* **TASK MATERIAL**:
Begin

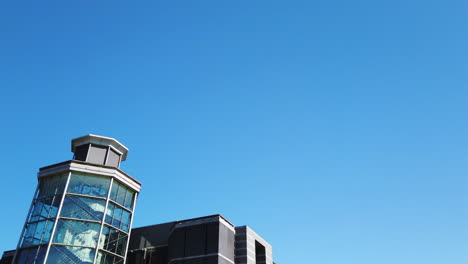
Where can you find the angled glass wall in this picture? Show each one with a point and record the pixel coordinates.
(77, 218)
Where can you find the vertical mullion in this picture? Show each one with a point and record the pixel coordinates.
(103, 219)
(57, 218)
(26, 222)
(130, 226)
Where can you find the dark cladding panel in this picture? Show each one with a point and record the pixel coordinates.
(97, 154)
(150, 236)
(212, 235)
(177, 243)
(195, 240)
(226, 241)
(201, 260)
(81, 152)
(113, 158)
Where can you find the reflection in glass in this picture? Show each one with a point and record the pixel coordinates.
(89, 185)
(31, 255)
(113, 240)
(52, 185)
(37, 233)
(122, 195)
(118, 217)
(104, 258)
(72, 255)
(83, 208)
(77, 233)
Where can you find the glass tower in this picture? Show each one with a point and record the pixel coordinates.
(82, 209)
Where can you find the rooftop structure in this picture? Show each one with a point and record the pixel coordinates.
(82, 213)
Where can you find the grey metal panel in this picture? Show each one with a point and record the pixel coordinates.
(81, 152)
(97, 154)
(177, 244)
(212, 235)
(113, 158)
(195, 240)
(226, 242)
(150, 236)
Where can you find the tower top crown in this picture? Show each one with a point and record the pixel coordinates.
(99, 149)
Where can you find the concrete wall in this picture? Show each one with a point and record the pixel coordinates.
(249, 247)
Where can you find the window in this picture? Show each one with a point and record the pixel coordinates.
(89, 185)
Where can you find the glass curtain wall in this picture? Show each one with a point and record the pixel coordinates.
(92, 225)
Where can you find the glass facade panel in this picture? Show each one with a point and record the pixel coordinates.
(89, 185)
(122, 195)
(83, 208)
(70, 255)
(104, 258)
(31, 255)
(45, 208)
(37, 233)
(77, 233)
(52, 185)
(118, 217)
(113, 241)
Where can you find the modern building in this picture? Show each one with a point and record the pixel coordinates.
(204, 240)
(82, 213)
(83, 208)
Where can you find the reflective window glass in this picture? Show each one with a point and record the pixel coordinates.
(37, 233)
(52, 185)
(27, 256)
(118, 217)
(128, 199)
(104, 258)
(113, 240)
(77, 233)
(122, 195)
(89, 185)
(45, 208)
(83, 208)
(72, 255)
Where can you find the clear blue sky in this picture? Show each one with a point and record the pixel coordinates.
(335, 129)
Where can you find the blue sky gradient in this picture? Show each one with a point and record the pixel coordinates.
(336, 129)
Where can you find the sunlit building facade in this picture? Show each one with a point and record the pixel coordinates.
(82, 209)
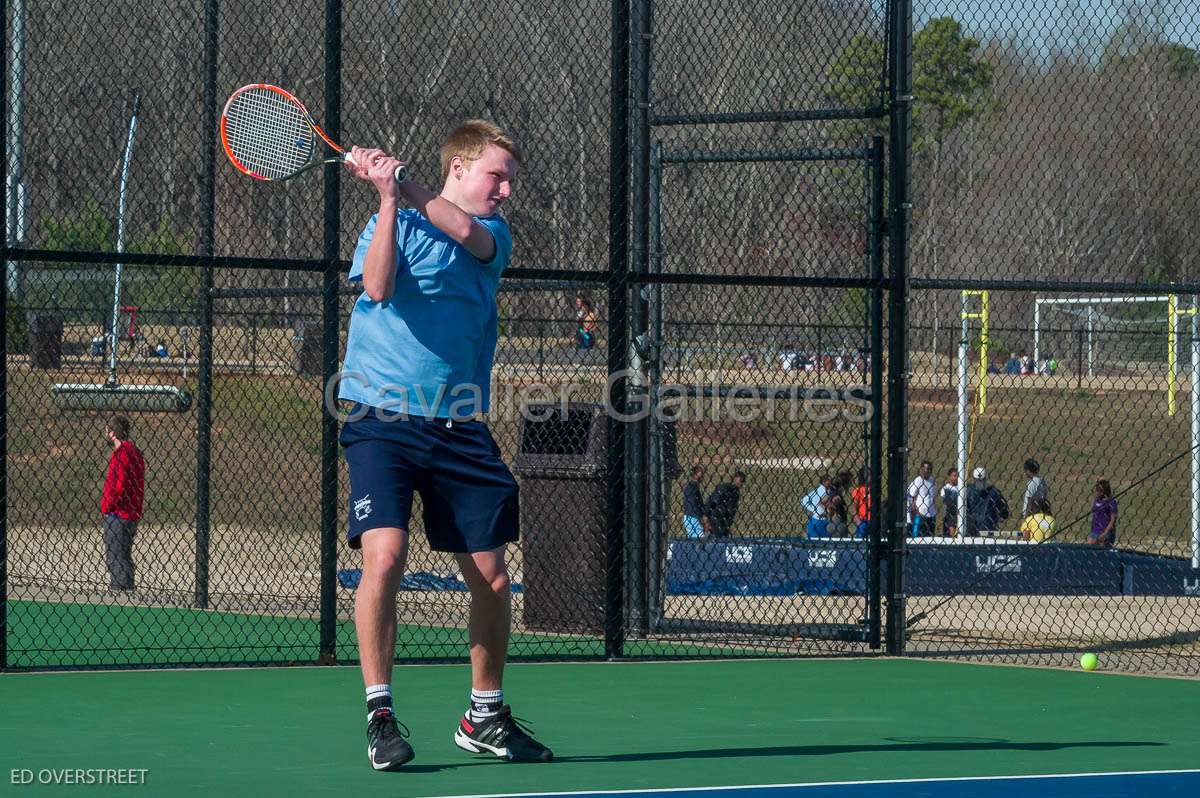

End

* **EXERCISE DESCRIPTION**: Pick out every line above that contains the string "window", and copy each one in full. Case counts.

* **TASK OUTPUT**:
Where can you find the window in this picture? Show each one with a point and record the pixel coordinates.
Where can you find the reflective window glass in this picture? Show each one with a point and record the pixel coordinates.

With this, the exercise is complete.